### [Text passage]
Scientific classification
- Kingdom: Animalia
- Phylum: Chordata
- Class: Amphibia
- Order: Anura
- Family: Bufonidae
- Genus: Sclerophrys
- Species: S. camerunensis
- Binomial name: Sclerophrys camerunensis (Parker, 1936)
- Synonyms: Bufo camerunensis Parker, 1936 ; Amietophrynus camerunensis (Parker, 1936) ;

= Sclerophrys camerunensis =

- Authority: (Parker, 1936)
- Conservation status: LC

Species of amphibian

Sclerophrys camerunensis is a species of toad in the family Bufonidae. It is found in southeastern Nigeria, southern Cameroon, Equatorial Guinea (including the island of Bioko), Gabon, the Central African Republic, and the Democratic Republic of the Congo. The record from southwestern Tanzania is uncertain. It is presumed to occur in the Republic of the Congo. Records from West Africa (other than southeastern Nigeria) probably refer to Sclerophrys togoensis. Common names Cameroon toad and Oban toad have been coined for this species.

Sclerophrys camerunensis occurs in forests, mostly below an elevation of 1000 m. It can also occur secondary brush. Breeding takes place in lakes, ponds, and very slow-flowing creeks in poorly drained forest. It is a very common species that is not threatened overall, although it probably can suffer locally from forest loss. It occurs in a number of protected areas.

### [Stored items]
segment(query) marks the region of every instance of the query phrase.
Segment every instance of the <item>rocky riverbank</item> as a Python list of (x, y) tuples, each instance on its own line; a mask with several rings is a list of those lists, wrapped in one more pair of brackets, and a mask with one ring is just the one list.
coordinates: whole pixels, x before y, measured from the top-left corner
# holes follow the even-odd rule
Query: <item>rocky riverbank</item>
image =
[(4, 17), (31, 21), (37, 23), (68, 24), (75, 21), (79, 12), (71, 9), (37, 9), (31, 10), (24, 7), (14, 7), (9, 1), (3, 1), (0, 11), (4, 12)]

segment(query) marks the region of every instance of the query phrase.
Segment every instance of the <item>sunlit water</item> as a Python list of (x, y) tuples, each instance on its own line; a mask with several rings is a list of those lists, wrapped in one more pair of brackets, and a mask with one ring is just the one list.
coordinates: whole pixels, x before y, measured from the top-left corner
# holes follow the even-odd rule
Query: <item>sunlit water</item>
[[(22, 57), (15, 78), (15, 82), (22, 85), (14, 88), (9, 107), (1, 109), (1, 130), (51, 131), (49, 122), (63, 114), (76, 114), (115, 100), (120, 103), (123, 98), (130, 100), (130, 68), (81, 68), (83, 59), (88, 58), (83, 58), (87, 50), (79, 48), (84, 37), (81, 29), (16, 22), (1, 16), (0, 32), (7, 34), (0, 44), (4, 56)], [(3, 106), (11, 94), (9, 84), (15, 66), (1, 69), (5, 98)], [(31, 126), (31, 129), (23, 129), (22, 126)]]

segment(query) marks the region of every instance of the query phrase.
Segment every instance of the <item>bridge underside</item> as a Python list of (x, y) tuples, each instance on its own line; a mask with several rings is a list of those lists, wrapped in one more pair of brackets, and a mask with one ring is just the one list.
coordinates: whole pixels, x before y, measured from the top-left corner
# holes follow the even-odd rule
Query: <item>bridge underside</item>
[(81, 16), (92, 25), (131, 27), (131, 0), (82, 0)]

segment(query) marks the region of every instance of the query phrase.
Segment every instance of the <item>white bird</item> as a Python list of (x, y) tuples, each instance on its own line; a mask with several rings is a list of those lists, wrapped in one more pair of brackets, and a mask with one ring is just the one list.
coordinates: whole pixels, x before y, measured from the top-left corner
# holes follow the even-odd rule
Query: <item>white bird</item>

### [Required tasks]
1/ Answer these questions using the passage on Sclerophrys camerunensis.
(a) To which family does the species belong?
(b) Which common names have been coined for it?
(c) Below what elevation does it mostly occur?
2/ Copy the stretch of the passage on Sclerophrys camerunensis from "- Synonyms: Bufo" through "for this species.", swapping "toad" for "frog".

### [Responses to the exercise]
1/
(a) Bufonidae
(b) Cameroon toad and Oban toad
(c) 1000 m

2/
- Synonyms: Bufo camerunensis Parker, 1936 ; Amietophrynus camerunensis (Parker, 1936) ;

= Sclerophrys camerunensis =

- Authority: (Parker, 1936)
- Conservation status: LC

Species of amphibian

Sclerophrys camerunensis is a species of frog in the family Bufonidae. It is found in southeastern Nigeria, southern Cameroon, Equatorial Guinea (including the island of Bioko), Gabon, the Central African Republic, and the Democratic Republic of the Congo. The record from southwestern Tanzania is uncertain. It is presumed to occur in the Republic of the Congo. Records from West Africa (other than southeastern Nigeria) probably refer to Sclerophrys togoensis. Common names Cameroon frog and Oban frog have been coined for this species.